TEXTO PARA LEITURA:
★ ★ ★ ★
O caminho é desconstruir. Ir além do que está posto. Cutucar os substantivos, trocar os adjetivos de sala, procurar imagens inusitadas, e essa prática já pode começar desde agora, na escrita de uma newsletter que seja. Pense em como começar, então comece de outro jeito, porque o primeiro pensamento é sempre mais óbvio. Além da forma, também será preciso repensar o conteúdo. Teremos que explorar as camadas dos nossos personagens e exorcizar os diálogos explicativos, encarnando de vez a habilidade de escrever sem dizer com todas as letras.
Estou lendo no momento Uma visão pálida das colinas, primeiro romance de Kazuo Ishiguro, que a Companhia acabou de publicar. O que eu mais gosto do Ishiguro é a densidade emocional que seus personagens carregam, mesmo que nada precise ser dito diretamente. Na obra dele tudo fica subentendido, insinuado, disfarçado sobre camadas de rigidez social, e é por trabalhar tão bem essas nuances que ele é meu escritor favorito.
★ ★ ★ ★
PROBLEMA PROPOSTO 1:
Segundo o texto sobre escrita, qual livro está sendo lido no momento?
PROBLEMA PROPOSTO 2:
Traduza para o inglês esta frase do texto sobre escrita: "O que eu mais gosto do Ishiguro é a densidade emocional que seus personagens carregam, mesmo que nada precise ser dito diretamente."
PROBLEMA PROPOSTO 3:
Transcreva do texto sobre escrita o trecho que se inicia com as palavras "Estou lendo no" e se encerra com "meu escritor favorito.".
Os registros provêm de outra fonte.

Trechos de dados de anotação de pontos:
★ ★ ★ ★
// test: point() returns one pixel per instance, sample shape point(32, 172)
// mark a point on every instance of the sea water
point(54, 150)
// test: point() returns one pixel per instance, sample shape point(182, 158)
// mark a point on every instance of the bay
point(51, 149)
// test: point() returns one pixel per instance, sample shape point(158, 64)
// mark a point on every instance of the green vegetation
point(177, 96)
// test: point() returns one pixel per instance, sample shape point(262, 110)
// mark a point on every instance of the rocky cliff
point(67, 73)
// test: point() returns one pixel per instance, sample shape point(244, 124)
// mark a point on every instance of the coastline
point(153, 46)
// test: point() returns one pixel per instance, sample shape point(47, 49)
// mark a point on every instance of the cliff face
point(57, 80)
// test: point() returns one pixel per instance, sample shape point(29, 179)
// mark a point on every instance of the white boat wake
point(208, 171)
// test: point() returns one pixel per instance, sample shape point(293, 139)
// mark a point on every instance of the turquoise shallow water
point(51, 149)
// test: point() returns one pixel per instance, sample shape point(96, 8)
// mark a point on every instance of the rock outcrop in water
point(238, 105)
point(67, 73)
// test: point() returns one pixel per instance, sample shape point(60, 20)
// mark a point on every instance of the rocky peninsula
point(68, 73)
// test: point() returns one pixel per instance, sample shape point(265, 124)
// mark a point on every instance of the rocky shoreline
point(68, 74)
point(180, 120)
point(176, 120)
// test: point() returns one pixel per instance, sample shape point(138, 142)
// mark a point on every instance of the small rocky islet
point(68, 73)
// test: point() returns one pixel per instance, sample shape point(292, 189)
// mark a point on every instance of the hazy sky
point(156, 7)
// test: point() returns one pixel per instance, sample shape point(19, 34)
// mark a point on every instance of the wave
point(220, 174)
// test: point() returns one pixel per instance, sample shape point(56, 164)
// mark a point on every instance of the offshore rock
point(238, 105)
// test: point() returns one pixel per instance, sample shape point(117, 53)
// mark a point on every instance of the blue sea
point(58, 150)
★ ★ ★ ★
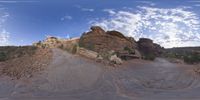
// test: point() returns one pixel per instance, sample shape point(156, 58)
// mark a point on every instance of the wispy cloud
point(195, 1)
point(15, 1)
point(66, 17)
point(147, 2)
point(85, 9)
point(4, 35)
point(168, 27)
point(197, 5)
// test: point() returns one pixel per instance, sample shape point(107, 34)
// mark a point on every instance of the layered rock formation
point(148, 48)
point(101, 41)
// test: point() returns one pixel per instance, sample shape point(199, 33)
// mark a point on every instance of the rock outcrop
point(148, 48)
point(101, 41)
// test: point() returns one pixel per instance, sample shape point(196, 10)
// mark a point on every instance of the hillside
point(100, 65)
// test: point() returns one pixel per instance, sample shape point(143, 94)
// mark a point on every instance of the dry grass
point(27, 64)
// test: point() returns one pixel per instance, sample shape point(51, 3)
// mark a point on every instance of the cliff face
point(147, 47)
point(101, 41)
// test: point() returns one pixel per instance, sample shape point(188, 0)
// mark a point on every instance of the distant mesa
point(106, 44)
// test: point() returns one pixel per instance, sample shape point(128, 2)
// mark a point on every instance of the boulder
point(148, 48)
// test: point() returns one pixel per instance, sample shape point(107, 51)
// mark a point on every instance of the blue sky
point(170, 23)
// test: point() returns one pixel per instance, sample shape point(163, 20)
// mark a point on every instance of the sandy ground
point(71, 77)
★ ★ ★ ★
RESOLUÇÃO DA TAREFA 1:
Uma visão pálida das colinas, primeiro romance de Kazuo Ishiguro.

RESOLUÇÃO DA TAREFA 2:
What I like most about Ishiguro is the emotional density his characters carry, even if nothing needs to be said directly.

RESOLUÇÃO DA TAREFA 3:
Estou lendo no momento Uma visão pálida das colinas, primeiro romance de Kazuo Ishiguro, que a Companhia acabou de publicar. O que eu mais gosto do Ishiguro é a densidade emocional que seus personagens carregam, mesmo que nada precise ser dito diretamente. Na obra dele tudo fica subentendido, insinuado, disfarçado sobre camadas de rigidez social, e é por trabalhar tão bem essas nuances que ele é meu escritor favorito.